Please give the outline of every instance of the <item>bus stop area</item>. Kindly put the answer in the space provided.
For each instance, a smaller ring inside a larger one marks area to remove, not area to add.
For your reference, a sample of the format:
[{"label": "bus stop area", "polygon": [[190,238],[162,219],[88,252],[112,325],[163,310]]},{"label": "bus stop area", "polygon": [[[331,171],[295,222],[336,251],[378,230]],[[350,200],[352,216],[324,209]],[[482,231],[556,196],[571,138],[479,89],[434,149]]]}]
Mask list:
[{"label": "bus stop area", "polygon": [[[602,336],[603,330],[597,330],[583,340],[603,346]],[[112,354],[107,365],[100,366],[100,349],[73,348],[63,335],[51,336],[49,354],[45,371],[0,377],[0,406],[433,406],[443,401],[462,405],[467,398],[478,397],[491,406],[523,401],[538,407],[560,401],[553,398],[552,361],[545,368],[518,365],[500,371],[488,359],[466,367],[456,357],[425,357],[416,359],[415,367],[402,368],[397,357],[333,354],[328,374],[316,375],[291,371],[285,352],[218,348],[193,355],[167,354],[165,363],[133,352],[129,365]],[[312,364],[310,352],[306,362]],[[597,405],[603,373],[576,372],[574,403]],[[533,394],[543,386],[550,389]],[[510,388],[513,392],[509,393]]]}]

◆ ◆ ◆

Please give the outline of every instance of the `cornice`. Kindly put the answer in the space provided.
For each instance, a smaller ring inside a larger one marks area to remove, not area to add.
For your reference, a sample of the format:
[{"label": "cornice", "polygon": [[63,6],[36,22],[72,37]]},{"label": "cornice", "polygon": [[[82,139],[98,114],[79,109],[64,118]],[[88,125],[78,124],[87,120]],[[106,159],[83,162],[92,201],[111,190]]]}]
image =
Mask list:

◆ ◆ ◆

Task to complete
How many lines in the material above contain the string "label"? Case counts, and the reply should be only the number.

Answer to this problem
3